* Task statement *
Write out the listing below from the line containing "For the pointing benchmark, tag every instance of the black and" to its last line, unaltered, ends included.

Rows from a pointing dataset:

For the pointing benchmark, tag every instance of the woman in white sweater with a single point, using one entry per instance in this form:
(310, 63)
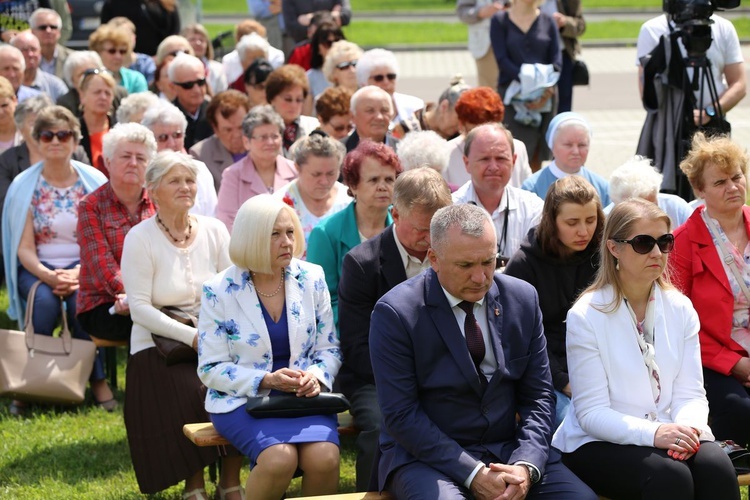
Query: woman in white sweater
(165, 261)
(634, 363)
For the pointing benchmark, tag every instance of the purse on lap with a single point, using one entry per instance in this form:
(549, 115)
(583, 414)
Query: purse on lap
(290, 406)
(174, 351)
(41, 368)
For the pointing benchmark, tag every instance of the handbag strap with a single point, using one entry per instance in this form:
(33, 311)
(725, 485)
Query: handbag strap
(66, 337)
(726, 255)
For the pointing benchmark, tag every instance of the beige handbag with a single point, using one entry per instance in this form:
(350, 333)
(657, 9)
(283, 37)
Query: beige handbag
(40, 368)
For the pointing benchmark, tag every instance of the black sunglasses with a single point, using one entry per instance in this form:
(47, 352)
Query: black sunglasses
(165, 137)
(190, 85)
(347, 65)
(46, 136)
(380, 78)
(643, 243)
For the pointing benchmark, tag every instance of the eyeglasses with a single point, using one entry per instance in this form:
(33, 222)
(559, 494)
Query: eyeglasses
(46, 136)
(266, 138)
(190, 85)
(165, 137)
(112, 51)
(380, 78)
(347, 65)
(643, 243)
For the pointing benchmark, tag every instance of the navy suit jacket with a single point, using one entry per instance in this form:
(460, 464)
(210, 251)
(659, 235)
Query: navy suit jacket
(434, 408)
(369, 271)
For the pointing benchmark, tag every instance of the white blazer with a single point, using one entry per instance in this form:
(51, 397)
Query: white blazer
(612, 399)
(234, 348)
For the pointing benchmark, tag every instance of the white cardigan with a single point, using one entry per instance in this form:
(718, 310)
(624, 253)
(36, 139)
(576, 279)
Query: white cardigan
(612, 399)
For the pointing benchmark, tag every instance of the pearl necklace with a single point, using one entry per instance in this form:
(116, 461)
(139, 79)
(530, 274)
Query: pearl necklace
(281, 284)
(190, 229)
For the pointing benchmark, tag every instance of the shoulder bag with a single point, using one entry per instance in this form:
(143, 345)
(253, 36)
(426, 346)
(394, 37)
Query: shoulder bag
(41, 368)
(174, 351)
(290, 406)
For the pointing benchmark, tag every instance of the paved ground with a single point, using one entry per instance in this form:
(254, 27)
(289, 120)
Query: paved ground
(611, 103)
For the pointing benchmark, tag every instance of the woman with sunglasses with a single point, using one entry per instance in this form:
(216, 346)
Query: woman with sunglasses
(340, 65)
(39, 233)
(325, 36)
(710, 266)
(97, 91)
(559, 258)
(113, 45)
(635, 374)
(286, 91)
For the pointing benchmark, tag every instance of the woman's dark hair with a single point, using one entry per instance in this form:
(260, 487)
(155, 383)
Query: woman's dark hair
(324, 32)
(570, 189)
(257, 72)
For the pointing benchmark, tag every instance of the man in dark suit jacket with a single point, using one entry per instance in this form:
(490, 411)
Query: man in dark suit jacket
(369, 270)
(458, 353)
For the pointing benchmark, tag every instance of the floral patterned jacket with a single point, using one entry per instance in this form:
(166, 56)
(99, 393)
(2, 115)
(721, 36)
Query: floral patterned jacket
(234, 348)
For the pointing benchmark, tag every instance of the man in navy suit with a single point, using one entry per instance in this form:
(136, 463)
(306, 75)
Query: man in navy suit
(369, 270)
(462, 376)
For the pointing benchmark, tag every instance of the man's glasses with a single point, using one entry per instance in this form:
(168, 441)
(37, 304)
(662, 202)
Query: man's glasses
(46, 136)
(112, 51)
(380, 78)
(165, 137)
(347, 65)
(643, 243)
(191, 84)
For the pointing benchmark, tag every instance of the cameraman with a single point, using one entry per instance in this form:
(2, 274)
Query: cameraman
(724, 54)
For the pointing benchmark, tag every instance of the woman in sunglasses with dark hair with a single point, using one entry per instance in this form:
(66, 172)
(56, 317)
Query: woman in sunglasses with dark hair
(40, 214)
(638, 402)
(710, 265)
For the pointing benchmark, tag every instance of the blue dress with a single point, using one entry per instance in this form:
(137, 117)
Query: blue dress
(253, 435)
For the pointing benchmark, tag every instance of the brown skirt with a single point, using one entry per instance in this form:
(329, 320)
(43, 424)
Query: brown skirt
(159, 400)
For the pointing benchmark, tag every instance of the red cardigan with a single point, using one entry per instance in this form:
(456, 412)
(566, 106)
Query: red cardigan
(697, 271)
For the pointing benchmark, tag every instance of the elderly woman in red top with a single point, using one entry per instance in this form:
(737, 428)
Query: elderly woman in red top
(104, 218)
(710, 266)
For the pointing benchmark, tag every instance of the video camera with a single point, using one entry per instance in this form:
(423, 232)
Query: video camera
(693, 19)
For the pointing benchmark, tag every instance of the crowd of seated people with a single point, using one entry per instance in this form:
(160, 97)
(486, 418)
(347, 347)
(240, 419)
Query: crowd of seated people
(284, 222)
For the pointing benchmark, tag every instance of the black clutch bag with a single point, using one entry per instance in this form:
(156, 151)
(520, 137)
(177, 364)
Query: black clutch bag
(290, 406)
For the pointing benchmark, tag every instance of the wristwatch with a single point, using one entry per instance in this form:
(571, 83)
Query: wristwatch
(533, 473)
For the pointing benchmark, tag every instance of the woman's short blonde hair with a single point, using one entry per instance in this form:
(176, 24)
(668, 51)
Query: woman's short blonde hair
(719, 150)
(250, 244)
(165, 161)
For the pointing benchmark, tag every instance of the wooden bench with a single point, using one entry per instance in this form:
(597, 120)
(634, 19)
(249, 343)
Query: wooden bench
(110, 355)
(204, 433)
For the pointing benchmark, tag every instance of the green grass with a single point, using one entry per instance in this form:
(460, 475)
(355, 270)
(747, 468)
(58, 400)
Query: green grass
(374, 34)
(235, 6)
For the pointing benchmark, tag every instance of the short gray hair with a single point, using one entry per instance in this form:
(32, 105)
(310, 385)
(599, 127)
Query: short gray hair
(636, 178)
(368, 89)
(31, 106)
(128, 132)
(253, 41)
(470, 219)
(76, 59)
(12, 50)
(164, 113)
(261, 115)
(183, 61)
(317, 145)
(375, 58)
(165, 161)
(135, 104)
(423, 148)
(37, 13)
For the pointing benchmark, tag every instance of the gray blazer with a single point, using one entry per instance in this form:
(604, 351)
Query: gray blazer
(216, 157)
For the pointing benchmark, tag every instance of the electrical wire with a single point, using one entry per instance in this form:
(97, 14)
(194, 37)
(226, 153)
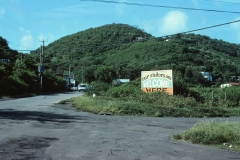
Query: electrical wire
(160, 6)
(222, 1)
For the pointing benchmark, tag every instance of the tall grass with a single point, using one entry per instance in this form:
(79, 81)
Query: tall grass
(224, 135)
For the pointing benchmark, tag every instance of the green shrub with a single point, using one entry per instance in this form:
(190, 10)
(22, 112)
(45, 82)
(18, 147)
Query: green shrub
(212, 133)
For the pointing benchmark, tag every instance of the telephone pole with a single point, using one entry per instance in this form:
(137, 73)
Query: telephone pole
(40, 67)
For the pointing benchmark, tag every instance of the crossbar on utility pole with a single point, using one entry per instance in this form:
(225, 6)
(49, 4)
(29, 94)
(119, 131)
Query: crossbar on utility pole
(40, 67)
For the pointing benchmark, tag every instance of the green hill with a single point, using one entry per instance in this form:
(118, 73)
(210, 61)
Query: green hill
(123, 51)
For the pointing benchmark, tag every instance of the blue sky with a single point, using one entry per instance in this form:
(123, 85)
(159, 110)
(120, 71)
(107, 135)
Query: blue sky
(24, 23)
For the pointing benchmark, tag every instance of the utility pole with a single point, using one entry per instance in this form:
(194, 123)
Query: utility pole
(82, 74)
(69, 74)
(40, 67)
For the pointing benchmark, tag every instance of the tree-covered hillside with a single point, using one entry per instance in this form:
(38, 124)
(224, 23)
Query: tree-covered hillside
(19, 74)
(123, 51)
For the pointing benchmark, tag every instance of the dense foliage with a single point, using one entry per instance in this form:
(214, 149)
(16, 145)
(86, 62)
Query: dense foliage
(113, 51)
(122, 51)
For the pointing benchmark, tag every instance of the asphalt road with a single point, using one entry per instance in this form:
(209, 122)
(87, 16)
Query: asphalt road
(39, 129)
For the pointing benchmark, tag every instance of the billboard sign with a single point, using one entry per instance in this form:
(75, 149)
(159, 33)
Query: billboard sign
(160, 80)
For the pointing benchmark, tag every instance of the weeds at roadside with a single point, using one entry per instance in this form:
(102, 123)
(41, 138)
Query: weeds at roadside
(225, 135)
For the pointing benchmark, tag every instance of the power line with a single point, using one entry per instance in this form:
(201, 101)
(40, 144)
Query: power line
(160, 6)
(222, 1)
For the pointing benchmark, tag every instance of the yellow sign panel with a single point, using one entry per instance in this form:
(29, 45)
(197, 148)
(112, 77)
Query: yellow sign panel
(160, 80)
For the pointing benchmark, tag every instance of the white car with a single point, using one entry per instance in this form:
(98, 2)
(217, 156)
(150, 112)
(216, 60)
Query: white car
(83, 87)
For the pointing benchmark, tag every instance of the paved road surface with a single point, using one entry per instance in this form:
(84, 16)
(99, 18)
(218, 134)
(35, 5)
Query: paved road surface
(36, 129)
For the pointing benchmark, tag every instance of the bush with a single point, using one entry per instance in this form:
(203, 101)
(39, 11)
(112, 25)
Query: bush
(212, 132)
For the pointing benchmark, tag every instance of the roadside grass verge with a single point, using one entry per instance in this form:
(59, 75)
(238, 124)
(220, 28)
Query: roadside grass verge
(118, 106)
(224, 135)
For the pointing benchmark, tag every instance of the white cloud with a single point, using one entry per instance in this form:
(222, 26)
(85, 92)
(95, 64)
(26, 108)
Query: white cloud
(195, 2)
(47, 38)
(149, 26)
(173, 22)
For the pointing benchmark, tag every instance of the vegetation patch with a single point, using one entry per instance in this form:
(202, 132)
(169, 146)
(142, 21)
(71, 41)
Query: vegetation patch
(225, 135)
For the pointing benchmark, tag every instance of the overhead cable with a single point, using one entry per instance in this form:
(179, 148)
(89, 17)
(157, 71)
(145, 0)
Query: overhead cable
(222, 1)
(161, 6)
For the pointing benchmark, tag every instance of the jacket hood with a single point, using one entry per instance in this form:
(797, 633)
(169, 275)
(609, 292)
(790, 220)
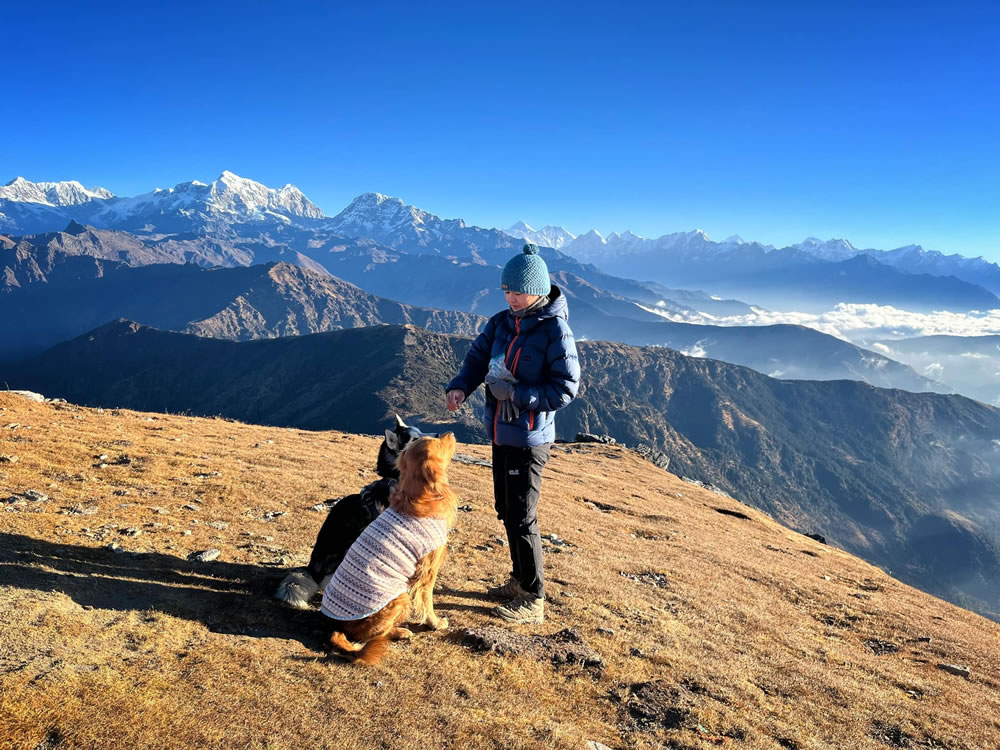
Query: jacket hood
(557, 307)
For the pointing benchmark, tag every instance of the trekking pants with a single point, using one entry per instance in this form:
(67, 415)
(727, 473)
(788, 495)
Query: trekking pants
(517, 483)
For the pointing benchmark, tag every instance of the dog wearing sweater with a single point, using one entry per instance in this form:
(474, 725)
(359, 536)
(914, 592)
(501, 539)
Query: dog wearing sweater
(346, 520)
(391, 568)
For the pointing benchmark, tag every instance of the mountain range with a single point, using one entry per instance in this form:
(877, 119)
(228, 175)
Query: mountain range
(628, 250)
(905, 480)
(61, 284)
(909, 276)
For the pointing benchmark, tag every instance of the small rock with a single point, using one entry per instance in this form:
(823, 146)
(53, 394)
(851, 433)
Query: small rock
(586, 437)
(30, 395)
(880, 647)
(956, 669)
(206, 555)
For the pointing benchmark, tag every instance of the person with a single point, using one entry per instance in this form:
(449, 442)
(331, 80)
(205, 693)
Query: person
(527, 358)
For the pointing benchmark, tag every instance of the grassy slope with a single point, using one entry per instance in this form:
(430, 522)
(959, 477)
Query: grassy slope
(761, 632)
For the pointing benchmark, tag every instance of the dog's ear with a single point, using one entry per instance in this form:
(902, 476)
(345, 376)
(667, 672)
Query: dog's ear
(391, 441)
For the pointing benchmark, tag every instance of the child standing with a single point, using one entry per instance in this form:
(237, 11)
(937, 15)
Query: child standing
(526, 355)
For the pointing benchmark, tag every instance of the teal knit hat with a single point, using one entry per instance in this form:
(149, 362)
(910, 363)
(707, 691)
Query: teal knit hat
(527, 273)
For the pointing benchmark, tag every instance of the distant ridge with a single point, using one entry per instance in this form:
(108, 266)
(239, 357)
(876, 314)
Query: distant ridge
(882, 473)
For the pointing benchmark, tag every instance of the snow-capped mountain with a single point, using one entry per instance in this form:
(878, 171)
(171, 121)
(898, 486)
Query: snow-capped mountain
(68, 193)
(548, 236)
(228, 200)
(833, 249)
(392, 222)
(593, 248)
(29, 208)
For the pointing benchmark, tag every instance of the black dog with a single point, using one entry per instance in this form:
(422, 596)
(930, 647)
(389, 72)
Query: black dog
(347, 519)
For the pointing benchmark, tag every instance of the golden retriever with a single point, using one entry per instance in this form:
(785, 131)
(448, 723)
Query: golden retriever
(423, 507)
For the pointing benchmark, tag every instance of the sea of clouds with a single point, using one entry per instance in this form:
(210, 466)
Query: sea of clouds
(853, 322)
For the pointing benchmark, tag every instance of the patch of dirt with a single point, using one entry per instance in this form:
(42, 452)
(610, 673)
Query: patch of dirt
(656, 704)
(881, 647)
(563, 647)
(733, 513)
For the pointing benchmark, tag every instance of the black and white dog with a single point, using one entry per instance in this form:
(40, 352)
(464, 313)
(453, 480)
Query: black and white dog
(347, 519)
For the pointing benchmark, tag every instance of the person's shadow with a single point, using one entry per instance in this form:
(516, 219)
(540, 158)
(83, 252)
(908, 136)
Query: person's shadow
(226, 597)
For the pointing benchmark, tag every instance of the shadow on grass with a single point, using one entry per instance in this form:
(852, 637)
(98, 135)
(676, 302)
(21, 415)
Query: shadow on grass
(229, 598)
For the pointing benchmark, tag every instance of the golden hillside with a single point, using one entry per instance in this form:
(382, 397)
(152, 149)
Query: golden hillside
(715, 625)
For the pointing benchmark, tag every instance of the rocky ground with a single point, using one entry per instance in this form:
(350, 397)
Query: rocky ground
(138, 553)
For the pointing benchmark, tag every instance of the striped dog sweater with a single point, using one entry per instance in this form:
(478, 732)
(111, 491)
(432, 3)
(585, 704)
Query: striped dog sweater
(379, 565)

* In response *
For the pointing benchmark, tag every instance of the black and white dog with a single point, using one entry per instance in this form:
(40, 352)
(464, 313)
(453, 480)
Query: black and white dog
(347, 519)
For the pointing benchmark, tag every instance of the person's shadow with a single point, using one entry per instance in this form:
(516, 219)
(540, 158)
(83, 252)
(908, 136)
Query: person's shadow
(226, 597)
For the pointing benchmark, tag every instance of the shadow on grass with a single point, using one entry per instance in this form:
(852, 637)
(98, 135)
(676, 302)
(21, 415)
Query: shadow on grass
(229, 598)
For the pointing benchmark, tag every instance of the golden hillside with a single point, using one entry per instance in this form:
(382, 397)
(152, 149)
Query: golden hillside
(715, 625)
For the pointing benchmark, tag every instance of the rocky ground with a single point, using one entry per instance in this form:
(350, 397)
Query: rocky ground
(138, 553)
For the pointing benchmark, tag every instance of the striped dog sweater with a single point, using one entry per instance in this form:
(478, 732)
(111, 491)
(432, 3)
(585, 704)
Query: striped dog sweater
(379, 565)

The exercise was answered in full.